▶ _Task to complete_
Could you repeat the entries below word for word, leaving nothing out?

▶ _Study material_
::::::::

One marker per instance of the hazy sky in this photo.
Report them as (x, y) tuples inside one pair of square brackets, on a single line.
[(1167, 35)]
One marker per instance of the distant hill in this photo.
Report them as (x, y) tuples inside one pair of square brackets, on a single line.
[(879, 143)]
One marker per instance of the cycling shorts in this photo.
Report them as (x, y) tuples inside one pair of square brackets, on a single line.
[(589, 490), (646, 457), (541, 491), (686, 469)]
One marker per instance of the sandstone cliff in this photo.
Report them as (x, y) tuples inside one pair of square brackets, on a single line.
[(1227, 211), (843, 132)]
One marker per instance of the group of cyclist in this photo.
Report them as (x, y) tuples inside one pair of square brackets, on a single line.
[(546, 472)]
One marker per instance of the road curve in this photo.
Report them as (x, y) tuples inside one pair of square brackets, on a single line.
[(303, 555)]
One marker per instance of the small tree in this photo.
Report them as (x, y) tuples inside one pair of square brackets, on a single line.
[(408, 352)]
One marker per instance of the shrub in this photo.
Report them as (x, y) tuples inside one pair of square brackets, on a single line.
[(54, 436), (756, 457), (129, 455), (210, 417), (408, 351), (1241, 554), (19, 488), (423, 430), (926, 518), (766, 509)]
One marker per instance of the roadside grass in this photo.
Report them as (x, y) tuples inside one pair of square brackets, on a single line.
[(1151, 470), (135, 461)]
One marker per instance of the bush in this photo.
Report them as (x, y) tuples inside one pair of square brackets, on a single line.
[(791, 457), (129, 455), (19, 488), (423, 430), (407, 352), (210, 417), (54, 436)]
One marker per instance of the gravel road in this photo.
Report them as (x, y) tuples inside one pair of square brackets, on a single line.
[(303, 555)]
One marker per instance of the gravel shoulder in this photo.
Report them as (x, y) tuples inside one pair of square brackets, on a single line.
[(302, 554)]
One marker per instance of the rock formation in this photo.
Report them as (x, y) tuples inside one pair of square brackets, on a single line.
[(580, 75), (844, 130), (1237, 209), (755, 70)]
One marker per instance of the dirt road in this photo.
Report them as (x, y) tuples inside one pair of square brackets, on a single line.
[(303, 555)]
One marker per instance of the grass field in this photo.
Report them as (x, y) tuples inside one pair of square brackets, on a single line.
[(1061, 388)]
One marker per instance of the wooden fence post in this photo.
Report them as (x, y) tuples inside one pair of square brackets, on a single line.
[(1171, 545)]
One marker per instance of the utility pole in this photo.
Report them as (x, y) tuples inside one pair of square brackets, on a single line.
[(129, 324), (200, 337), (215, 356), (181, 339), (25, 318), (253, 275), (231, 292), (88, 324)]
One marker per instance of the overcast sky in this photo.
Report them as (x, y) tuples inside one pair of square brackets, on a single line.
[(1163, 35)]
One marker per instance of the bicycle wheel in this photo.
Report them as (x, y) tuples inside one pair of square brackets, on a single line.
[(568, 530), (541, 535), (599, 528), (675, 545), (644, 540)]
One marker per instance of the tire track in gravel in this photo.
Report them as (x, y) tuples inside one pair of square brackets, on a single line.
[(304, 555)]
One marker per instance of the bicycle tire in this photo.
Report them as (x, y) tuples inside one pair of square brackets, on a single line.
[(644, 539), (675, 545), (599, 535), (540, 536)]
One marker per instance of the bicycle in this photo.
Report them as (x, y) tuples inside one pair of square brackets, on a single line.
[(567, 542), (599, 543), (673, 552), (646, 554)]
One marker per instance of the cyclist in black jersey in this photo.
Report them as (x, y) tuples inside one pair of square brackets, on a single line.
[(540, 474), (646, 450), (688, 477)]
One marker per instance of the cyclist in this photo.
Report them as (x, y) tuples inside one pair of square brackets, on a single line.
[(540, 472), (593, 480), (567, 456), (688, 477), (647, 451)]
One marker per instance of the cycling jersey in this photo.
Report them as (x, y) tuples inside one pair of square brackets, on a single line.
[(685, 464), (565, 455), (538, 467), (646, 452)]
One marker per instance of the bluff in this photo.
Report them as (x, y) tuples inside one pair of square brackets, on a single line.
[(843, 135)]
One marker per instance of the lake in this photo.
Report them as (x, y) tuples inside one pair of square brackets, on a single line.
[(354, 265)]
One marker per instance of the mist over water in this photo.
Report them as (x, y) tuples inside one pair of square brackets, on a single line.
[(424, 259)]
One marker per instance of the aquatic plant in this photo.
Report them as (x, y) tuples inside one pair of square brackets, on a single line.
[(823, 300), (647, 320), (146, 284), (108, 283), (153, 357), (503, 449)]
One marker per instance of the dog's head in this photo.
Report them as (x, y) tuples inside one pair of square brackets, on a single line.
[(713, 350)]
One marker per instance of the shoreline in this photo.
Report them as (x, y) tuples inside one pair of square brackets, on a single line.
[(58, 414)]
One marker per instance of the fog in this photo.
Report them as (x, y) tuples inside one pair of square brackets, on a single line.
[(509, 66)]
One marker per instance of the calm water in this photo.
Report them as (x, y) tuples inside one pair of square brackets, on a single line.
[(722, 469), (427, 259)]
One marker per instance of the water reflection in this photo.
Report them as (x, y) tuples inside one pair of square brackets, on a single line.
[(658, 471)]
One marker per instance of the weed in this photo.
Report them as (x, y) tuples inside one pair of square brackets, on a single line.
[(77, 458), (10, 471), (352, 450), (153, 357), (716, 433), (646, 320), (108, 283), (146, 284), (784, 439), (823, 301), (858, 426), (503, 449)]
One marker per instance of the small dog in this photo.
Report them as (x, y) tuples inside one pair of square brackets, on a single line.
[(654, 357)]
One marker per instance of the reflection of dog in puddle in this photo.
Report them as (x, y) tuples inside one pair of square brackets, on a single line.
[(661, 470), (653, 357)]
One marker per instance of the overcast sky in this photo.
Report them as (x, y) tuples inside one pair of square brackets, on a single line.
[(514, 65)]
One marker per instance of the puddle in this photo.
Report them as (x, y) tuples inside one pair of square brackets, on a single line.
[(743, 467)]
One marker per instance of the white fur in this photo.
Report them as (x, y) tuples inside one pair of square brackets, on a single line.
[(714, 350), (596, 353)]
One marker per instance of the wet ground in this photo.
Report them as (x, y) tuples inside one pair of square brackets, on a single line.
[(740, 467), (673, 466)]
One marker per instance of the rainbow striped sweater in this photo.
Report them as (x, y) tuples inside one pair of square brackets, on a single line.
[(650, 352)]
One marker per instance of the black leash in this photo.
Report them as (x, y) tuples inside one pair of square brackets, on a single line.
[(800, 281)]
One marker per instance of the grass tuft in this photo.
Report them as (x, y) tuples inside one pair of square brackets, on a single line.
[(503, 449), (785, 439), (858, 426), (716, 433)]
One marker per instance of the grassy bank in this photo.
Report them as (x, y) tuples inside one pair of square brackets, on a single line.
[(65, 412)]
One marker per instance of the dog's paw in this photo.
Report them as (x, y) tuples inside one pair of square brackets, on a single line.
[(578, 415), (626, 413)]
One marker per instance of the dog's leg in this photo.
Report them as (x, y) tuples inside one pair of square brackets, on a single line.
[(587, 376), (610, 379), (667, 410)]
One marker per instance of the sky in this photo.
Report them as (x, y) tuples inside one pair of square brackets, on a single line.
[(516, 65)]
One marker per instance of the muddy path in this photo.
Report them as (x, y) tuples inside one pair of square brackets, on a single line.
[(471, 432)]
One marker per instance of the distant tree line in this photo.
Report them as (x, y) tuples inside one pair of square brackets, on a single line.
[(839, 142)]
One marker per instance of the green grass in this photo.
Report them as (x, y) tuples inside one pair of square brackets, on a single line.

::::::::

▶ _Solution for this task_
One marker per instance of the hazy sky in this photo.
Report them as (x, y) tuples inside one pair of square brackets, on a single line.
[(1167, 35)]
One marker per instance of the distant hill in this photo.
Report them as (x, y) tuples inside one pair of square brackets, on a single line.
[(879, 143)]
One marker per instance of the cycling shorts in this photo.
Report them as (x, y) tuples inside one pair of square brackets, on a single line.
[(589, 490), (646, 457), (541, 491), (686, 469)]
One marker per instance of the sandstone cliff in this photo.
Report them as (x, y) tuples inside one pair of square brackets, on a single line.
[(1227, 211), (843, 132)]
One marker per instance of the group of cyclist in this photo.
Report them as (x, y) tuples inside one pair of square brackets, on a single line.
[(546, 472)]
One marker per instance of the road curve in this photo.
Report them as (x, y) tuples inside one pair of square brackets, on a single line.
[(303, 555)]
One marker per instance of the small tree in this photo.
Report them as (x, y) tuples inside one pair of square brackets, on a single line.
[(408, 352)]
One marker per instance of the shrub in this photo.
Report them as (x, y) tuples inside one pair of square brackets, on a single line.
[(54, 436), (756, 457), (129, 455), (210, 417), (408, 351), (1241, 554), (19, 488), (423, 430), (926, 518), (766, 509)]
One marker per instance of the roadside grass in this photo.
Report them as (x, y) tuples inside one pair of square brackets, on a single line.
[(1151, 470), (135, 461)]
One marker per instance of the bush in this photo.
Report them as (x, y) tuples inside one pair of square brackets, on a single line.
[(791, 457), (129, 455), (19, 488), (423, 430), (407, 352), (210, 417), (54, 436)]
One marker per instance of the gravel road in this photo.
Report them as (x, y) tuples inside one pair of square brackets, on a single line.
[(303, 555)]
One marker per instance of the gravel shoulder in this photo.
Report them as (x, y) tuples inside one pair of square brackets, on a single line.
[(302, 554)]
One marker per instance of the rock formation in this photo.
Report them as (x, y) tuples inside one pair of square brackets, on a single line.
[(580, 75), (844, 130), (1237, 209), (755, 70)]
One marker per instance of the dirt road in this photo.
Report them as (x, y) tuples inside one pair of square brackets, on a single line.
[(303, 555)]
One marker per instance of the grass field in this photo.
Report them as (x, y) tuples inside one pair of square brackets, on a single line.
[(1061, 388)]
One marker per instance of the wooden fence post in this photo.
Report them as (x, y) tuples inside one pair of square brackets, on a single line.
[(1171, 545)]
One marker per instance of the utility pole in this photo.
Report them as (x, y) tuples inside one pair of square brackets, on a single line.
[(129, 324), (200, 337), (215, 356), (181, 339), (25, 318), (253, 275), (231, 292), (88, 324)]
One marker per instance of the overcast sky in this photo.
Report them as (x, y) tuples inside one pair of square brackets, on a single line.
[(1163, 35)]
One marker per instance of the bicycle wheel in this photo.
Report them as (x, y) tuples inside one pair of square brackets, on a single line.
[(568, 530), (541, 535), (599, 528), (675, 545), (644, 540)]
One marker per instance of the tire track in gravel in this photo.
Report them as (x, y) tuples inside one pair of square brackets, on a single line.
[(304, 555)]
One marker per instance of the bicycle tire in this photo.
Report them as (x, y) tuples inside one pair of square brackets, on a single line.
[(644, 539), (675, 545), (599, 535), (540, 536)]
One marker per instance of the bicycle in this photo.
Report them as (x, y) tuples inside one pair of square brackets, on a single line.
[(567, 542), (599, 543), (673, 552), (646, 554)]
One marker per instance of the cyclist in black jersey in this photo.
Report them as (x, y) tuples inside one pair of square brackets, on a single line.
[(540, 474), (646, 450), (688, 477)]
One marker per instance of the cyclist in this photo.
Report them as (x, y) tuples inside one pair of square brackets, on a single line.
[(540, 472), (593, 480), (567, 456), (688, 477), (647, 451)]
One marker per instance of the cycling jersey in this photo.
Report them as (x, y) tuples inside one pair of square brackets, on a single line.
[(685, 464), (565, 455), (538, 467), (646, 452)]
One marker per instance of the bluff in this photo.
Report them as (x, y) tuples inside one pair of square brackets, on a single line.
[(843, 135)]
One marker per instance of the lake in this photo.
Report them as (x, y) tuples inside one pair of square brackets, on a single line.
[(354, 265)]
One marker per instance of the mist over water in this photo.
Report them as (x, y) tuples inside one pair of square brackets, on a single line.
[(424, 259)]
One marker per instance of the aquatic plant in this photo.
Report them as (x, y) tuples inside one pair of square brackets, on a single line.
[(823, 300), (647, 320), (146, 284), (108, 283), (153, 357), (503, 449)]
One marker per instance of the dog's head in this photo.
Report them as (x, y) tuples inside one pair of square brackets, on a single line.
[(713, 350)]
One marker per instance of the shoreline in this photo.
Report them as (x, y) tuples inside one pair of square brackets, on a single line.
[(58, 414)]
One marker per instance of the fog in this photo.
Report them as (x, y) tuples inside one pair of square brackets, on a single line.
[(509, 66)]
One marker per instance of the calm water in this photo.
Report them as (x, y) tuples inside one pair of square brackets, on a single line.
[(722, 469), (427, 259)]
One marker per instance of the water reflection in this photo.
Report them as (x, y) tuples inside one pair of square brackets, on a single line.
[(658, 471)]
One marker per instance of the weed in this photo.
Report them as (x, y) tuples inside one pair of square brackets, on a single line.
[(77, 458), (10, 471), (352, 450), (153, 357), (716, 433), (646, 320), (108, 283), (146, 284), (784, 439), (823, 301), (858, 426), (503, 449)]
One marker per instance of the small dog in this photo.
Report them as (x, y) tuples inside one pair of square brackets, on a single line.
[(654, 357)]
One marker per instance of the reflection of dog in puddle in this photo.
Report them as (x, y) tuples inside one pair of square brackets, on a single line.
[(661, 470), (653, 357)]
One marker per instance of the overcast sky in this photo.
Report them as (x, y) tuples inside one pair of square brackets, on a single line.
[(514, 65)]
One marker per instance of the puddle in this photo.
Report them as (x, y) tuples inside one pair of square brackets, on a single line.
[(743, 467)]
One marker per instance of the white fur in this photo.
Report them as (x, y) tuples inside one pair of square brackets, on a single line.
[(714, 350), (596, 353)]
One marker per instance of the wet ground in this photo.
Report them as (x, y) tuples inside one pair of square brackets, on a single line.
[(740, 467), (673, 466)]
One marker per instance of the rainbow striped sweater in this photo.
Report them as (x, y) tuples inside one pair of square brackets, on a single line.
[(650, 352)]
One marker per instance of the black leash in this photo.
Report them as (x, y) tuples inside one pair of square brackets, on a single line.
[(800, 281)]
One marker per instance of the grass tuft in this photo.
Report them as (x, y) tuples inside one pair of square brackets, on a single line.
[(503, 449), (785, 439), (858, 426), (716, 433)]
One marker per instance of the grassy bank in this photo.
Report them as (x, y) tuples inside one pair of square brackets, on a single line.
[(65, 412)]
One marker per instance of the dog's paw in this photo.
Report them as (x, y) tuples inside one pair of square brackets, on a single line.
[(578, 415), (626, 413)]
One marker per instance of the dog's leg in this photo.
Report them as (x, y) tuples inside one pair of square brackets, on a single line.
[(587, 376), (610, 379), (667, 410)]
One marker per instance of the sky in this photo.
Report them as (x, y) tuples inside one pair of square brackets, on a single line.
[(516, 65)]
One marker per instance of the muddy path in this photo.
Report them as (x, y) tuples inside one pair of square brackets, on a single line.
[(471, 432)]
One marker per instance of the distant tree line in this photo.
Report them as (x, y) tuples inside one pair of square brackets, on a single line.
[(839, 142)]
One marker per instance of the green grass in this photo.
Report them as (x, y) tuples inside one pair of square brackets, on a single line.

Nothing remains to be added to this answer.